[THE PROBLEM]
Rewrite every line of these items, replacing "biggest" with "largest" wherever it occurs and keeping everything else the same.

Location identification entries:
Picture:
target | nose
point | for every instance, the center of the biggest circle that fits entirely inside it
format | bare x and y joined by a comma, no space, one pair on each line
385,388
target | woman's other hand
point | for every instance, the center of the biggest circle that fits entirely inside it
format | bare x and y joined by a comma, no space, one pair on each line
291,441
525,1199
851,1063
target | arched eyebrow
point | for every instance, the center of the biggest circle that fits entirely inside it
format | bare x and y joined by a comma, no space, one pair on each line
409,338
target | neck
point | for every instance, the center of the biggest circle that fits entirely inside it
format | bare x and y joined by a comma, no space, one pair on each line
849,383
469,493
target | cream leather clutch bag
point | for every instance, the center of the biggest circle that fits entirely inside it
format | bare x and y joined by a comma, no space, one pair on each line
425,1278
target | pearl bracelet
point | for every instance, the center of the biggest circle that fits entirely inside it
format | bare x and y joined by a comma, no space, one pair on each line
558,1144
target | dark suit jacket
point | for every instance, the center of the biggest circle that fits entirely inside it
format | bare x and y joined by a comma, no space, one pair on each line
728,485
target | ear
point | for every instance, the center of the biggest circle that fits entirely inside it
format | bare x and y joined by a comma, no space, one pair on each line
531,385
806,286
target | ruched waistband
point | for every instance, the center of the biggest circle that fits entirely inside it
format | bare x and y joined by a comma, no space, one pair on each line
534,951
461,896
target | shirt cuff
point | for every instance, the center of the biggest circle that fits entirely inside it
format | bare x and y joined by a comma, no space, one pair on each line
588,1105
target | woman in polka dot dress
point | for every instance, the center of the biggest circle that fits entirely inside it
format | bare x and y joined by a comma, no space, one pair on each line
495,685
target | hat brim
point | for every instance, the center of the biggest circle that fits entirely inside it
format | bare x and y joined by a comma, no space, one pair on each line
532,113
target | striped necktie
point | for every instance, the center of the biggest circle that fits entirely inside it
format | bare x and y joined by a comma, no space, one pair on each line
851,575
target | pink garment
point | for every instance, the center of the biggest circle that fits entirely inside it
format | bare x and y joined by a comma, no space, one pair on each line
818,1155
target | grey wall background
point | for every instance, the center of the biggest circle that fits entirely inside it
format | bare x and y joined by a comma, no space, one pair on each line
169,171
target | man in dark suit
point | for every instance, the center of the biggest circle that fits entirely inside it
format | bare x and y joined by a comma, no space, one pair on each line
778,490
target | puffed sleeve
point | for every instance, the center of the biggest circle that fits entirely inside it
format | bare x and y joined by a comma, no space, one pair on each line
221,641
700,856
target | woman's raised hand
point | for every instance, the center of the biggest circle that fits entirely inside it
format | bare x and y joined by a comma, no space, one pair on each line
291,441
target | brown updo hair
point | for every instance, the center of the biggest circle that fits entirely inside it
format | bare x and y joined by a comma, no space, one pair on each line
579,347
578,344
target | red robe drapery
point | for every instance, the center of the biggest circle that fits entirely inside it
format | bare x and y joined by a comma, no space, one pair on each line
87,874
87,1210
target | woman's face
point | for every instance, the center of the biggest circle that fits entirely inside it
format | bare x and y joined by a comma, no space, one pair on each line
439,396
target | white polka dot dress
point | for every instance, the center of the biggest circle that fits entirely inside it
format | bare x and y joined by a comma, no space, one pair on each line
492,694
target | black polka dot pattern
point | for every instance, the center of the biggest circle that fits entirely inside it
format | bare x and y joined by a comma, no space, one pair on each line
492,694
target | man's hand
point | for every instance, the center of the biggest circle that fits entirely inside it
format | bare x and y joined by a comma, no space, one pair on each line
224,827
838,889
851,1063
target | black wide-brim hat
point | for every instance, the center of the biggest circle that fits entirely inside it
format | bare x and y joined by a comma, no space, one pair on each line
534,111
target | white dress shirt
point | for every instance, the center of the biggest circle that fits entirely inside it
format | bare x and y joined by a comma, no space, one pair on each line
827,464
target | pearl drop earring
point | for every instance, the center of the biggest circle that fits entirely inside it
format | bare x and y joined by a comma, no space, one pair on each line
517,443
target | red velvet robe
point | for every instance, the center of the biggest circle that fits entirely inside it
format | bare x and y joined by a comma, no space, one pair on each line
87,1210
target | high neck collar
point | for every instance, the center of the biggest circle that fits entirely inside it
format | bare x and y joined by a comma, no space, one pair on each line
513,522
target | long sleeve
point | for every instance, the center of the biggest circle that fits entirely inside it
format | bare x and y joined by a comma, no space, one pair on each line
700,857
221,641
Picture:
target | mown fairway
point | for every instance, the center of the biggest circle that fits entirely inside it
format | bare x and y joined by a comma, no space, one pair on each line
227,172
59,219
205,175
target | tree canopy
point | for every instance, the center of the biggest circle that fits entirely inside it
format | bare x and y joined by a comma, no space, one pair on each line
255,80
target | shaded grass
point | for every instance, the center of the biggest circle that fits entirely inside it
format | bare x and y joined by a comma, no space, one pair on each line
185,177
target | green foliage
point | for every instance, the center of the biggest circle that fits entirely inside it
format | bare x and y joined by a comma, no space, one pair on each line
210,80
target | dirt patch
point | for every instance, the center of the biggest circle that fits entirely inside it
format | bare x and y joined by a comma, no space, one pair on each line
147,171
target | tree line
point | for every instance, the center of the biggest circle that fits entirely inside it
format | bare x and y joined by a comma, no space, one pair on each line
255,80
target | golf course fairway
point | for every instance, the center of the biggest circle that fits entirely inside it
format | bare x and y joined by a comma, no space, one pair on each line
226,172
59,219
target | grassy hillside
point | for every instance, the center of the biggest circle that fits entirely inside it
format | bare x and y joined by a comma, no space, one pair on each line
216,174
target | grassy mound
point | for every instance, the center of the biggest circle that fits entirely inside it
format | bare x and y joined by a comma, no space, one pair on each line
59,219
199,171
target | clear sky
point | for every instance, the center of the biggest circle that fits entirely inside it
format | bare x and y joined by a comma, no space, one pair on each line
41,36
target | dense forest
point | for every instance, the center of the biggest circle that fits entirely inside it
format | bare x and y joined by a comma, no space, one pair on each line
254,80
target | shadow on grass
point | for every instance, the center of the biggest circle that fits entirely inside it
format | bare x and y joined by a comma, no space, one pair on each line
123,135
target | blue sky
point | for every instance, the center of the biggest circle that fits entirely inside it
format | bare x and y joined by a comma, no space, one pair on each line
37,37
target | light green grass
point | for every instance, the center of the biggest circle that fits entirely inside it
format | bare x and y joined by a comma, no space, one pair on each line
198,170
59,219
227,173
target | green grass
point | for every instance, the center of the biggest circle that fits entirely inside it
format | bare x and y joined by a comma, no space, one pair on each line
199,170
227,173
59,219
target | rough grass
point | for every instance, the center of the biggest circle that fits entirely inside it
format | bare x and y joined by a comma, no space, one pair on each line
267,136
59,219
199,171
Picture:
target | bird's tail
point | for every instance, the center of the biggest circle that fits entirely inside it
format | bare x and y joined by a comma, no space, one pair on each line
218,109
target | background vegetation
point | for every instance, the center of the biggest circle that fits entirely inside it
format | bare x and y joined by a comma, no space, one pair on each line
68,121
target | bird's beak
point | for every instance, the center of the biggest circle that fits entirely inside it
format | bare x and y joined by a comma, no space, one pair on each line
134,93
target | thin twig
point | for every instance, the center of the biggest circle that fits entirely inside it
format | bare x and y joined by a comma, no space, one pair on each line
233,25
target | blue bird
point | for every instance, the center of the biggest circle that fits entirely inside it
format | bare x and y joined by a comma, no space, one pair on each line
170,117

[SOLVED PROBLEM]
Picture:
target | nose
point | for every instance, the center of the largest circle that fits entirely inside it
format | bare x and y joined by a comma, no space, one pair on each line
385,388
target | woman's other hand
point | for every instance, the center of the largest circle that fits entirely inside it
format | bare x and y joined by a comma, no space, one pair on each line
291,441
525,1199
851,1063
target | arched eyebrow
point | for every instance, the center of the largest circle that fits entirely inside it
format | bare x and y joined by a comma, no space, one pair on each line
409,338
target | neck
point | for every instance, the center of the largest circle that fits entirely inside it
format | bare x and y joined by a comma, no space, one pair on each line
849,383
469,493
target | cream leather clutch bag
point | for every instance, the center of the largest circle that fits entirely inside it
format | bare x and y joined by a comma, no space, one pair on each line
425,1278
target | pearl bracelet
point | for every instance, the center of the largest circle that fits entirely inside it
format | bare x and y joined by a comma, no space, one pair on each line
558,1144
target | dark suit jacket
point | for every instance, the center of the largest circle that fits entirely inside it
format | bare x and y joined by a comma, no space, one pair on each line
728,485
target | ear
point | for every instance, the center of the largest circle that fits entirely inside it
format | bare x and y joined by a comma, no space, one pair on each line
531,385
806,286
target | ruched waistband
point | for every instance, the center of the largest circle that fits entirely inside it
format | bare x and y joined by a comma, no space, one pair on each line
534,951
461,896
target | shirt cuff
point | for every instance, the center of the largest circle that fits entirely inside it
format | bare x and y joined by a comma, no space, one pair on each line
588,1105
target | woman in polka dot dress
point | for every instance, the center of the largest circle that fits entirely inside it
format | bare x and y joined by a comma, no space, one pair on each line
495,685
target | hat brim
point | for every instance, the center of the largest circle that fits entirely inside it
format | bare x and y joined by a comma, no space, one pair on each line
532,113
target | striped necktie
point | for every instance, the center of the largest circle that fits entirely inside it
format | bare x and y joined by a comma, no space, one pair on each line
851,575
target | pink garment
point | for every instance, the center of the largest circle that fits entirely inside it
format | bare x and y joined by a comma, no space, one pair on each line
818,1155
target | grey wall background
point | for every instance, the center of the largest circle that fits entirely inside it
format | bare x and y joined by a comma, no space, one pair on each line
169,171
target | man in dark suit
point | for every instance, the center of the largest circle that fits entirely inside it
format | bare x and y joined by a comma, no space, one pair on each line
778,490
target | puffed sleeve
point | for every instance, the center of the largest circle that fits entirely inside it
format | bare x and y joined by a comma, no space, one pair on each line
221,641
700,856
target | woman's raised hand
point | for every instance, the center of the largest circle that fits entirely inside it
format | bare x and y joined by a comma, no space, one pair on each line
291,441
target | brown updo hair
point | for every instance, the center of the largest circle that fits entirely inside it
format | bare x and y joined by a comma, no space, one pair on each line
579,347
578,344
target | red robe drapery
point | for every instance, the center of the largest circle that fits entirely inside it
format | bare x and y joined by a comma, no space, one pair on each line
87,874
87,1210
target | woman's face
point | for every instance, the center of the largest circle that fits entirely inside it
format | bare x and y joined by a comma, no space, one pair on each line
439,396
target | white polka dot dress
point | for every instance, the center of the largest circle that fits entirely inside it
format | bare x and y joined by a comma, no space, one pair on each line
492,694
target | black polka dot pattern
point | for every instance, the center of the largest circle that fits entirely inside it
format | bare x and y joined by a comma, no space, one pair on each line
492,694
target | man's hand
point | for every instance, the center of the largest circle that fits entirely inside it
format | bare x and y joined by a comma, no space, one pair on each line
224,827
838,889
851,1063
target | black wide-brim hat
point | for every instance, the center of the largest circle that fits entirely inside it
format | bare x and y joined by a comma, no space, one pair on each line
534,111
target | white dress shirt
point | for every instance, the center of the largest circle that fits entirely inside it
format | bare x and y joined by a comma, no space, one pair on each line
827,464
target | pearl drop earring
point | for every instance, the center of the largest circle that fits entirely inside it
format | bare x and y joined by a comma, no space, one pair on each line
517,443
target | red velvet robe
point | for every instance, the center of the largest circle that fits entirely inside it
format | bare x and y joined by a comma, no space, one pair on each line
87,1210
target | high neck collar
point | for every instance, the center of the largest circle that fits entirely inside it
format | bare x and y joined by a comma, no space, one pair on each line
513,522
target | long sleeve
point | for every instance, the center of the largest circle that fits entirely inside it
format | bare x and y joined by a comma, no space, one pair on each line
700,857
221,641
Picture:
target | mown fairway
point | for every instance, the center of the largest circle that fits entirely inside it
format | bare x and y joined by a comma, no space, one pair on each line
227,172
59,219
205,175
target | tree canopy
point | for every instance, the center of the largest circle that fits entirely inside it
format | bare x and y joined by a comma, no space, one pair on each line
255,80
target | shaded grass
point | for every instance, the center of the largest circle that fits entirely inside it
format | bare x and y joined by a comma, no space, one pair on each line
185,177
target | green foliage
point | for every instance, the center of the largest circle that fits entirely inside it
format | bare x and y joined by a comma, no space, one pair on each line
210,80
target | dirt patch
point | for every instance, the center of the largest circle that fits entirely inside it
format | bare x and y joined by a comma, no space, one pair on each line
147,171
target | tree line
point | for every instance, the center of the largest circle that fits entirely inside it
format | bare x and y joined by a comma, no space, one pair on each line
255,80
target | golf course fairway
point | for every instance, the center of the largest circle that fits entirely inside it
format | bare x and y joined by a comma, no space, one pair on each line
226,172
59,219
target | grassy hillside
point | for every instance, the center of the largest circle that fits entirely inside it
format | bare x and y joined by a comma, no space, one pair on each line
216,174
target | grassy mound
point | for every instance, the center of the largest circle that fits entirely inside it
format | bare x and y joined by a comma, no space, one pair on each line
59,219
199,171
target | clear sky
point | for every instance, the center of the largest circle that fits entirely inside it
format | bare x and y joined by a comma, no space, one pair on each line
41,36
target | dense forest
point | for every instance, the center of the largest circle that fits entirely inside it
format | bare x and y joined by a comma, no space, one pair on each line
254,80
target | shadow on grass
point | for every instance, the center of the largest circle that fits entirely inside it
format | bare x and y joined by a comma, no space, one pair on each line
123,135
target | blue sky
point | for every instance, the center of the largest circle that fits entirely inside it
format | bare x and y joined by a comma, no space, one pair on each line
37,37
target | light green grass
point | for every instance, the center of the largest circle that fits entirely inside it
format | bare x and y joined by a comma, no space, one pair on each line
198,170
59,219
227,173
target | green grass
point | for every instance, the center of the largest circle that fits entirely inside it
format | bare x and y joined by a comma, no space, one pair on each line
199,170
227,173
59,219
target | rough grass
point | for every instance, the center of the largest circle that fits entirely inside it
format | bare x and y joined by a comma, no space, one pair on each line
267,136
59,219
199,171
Picture:
target | bird's tail
point | for every instance, the center of the largest circle that fits entirely inside it
format | bare x and y joined by a comma, no space, one pair on each line
218,109
target | background vegetation
point | for every instance, the center of the largest circle that fits entirely inside it
format | bare x and y joined by a comma, no space, one pair on each line
68,121
target | bird's beak
point | for every instance, the center of the largest circle that fits entirely inside it
format | bare x and y joined by a comma, no space, one pair on each line
134,93
target | thin twig
point | for every instance, the center of the largest circle that fits entirely inside it
format | bare x and y joined by a comma, no space, one pair on each line
233,25
target | blue bird
point | for every instance, the center of the largest circle that fits entirely inside it
format | bare x and y joined by a comma, no space, one pair on each line
170,117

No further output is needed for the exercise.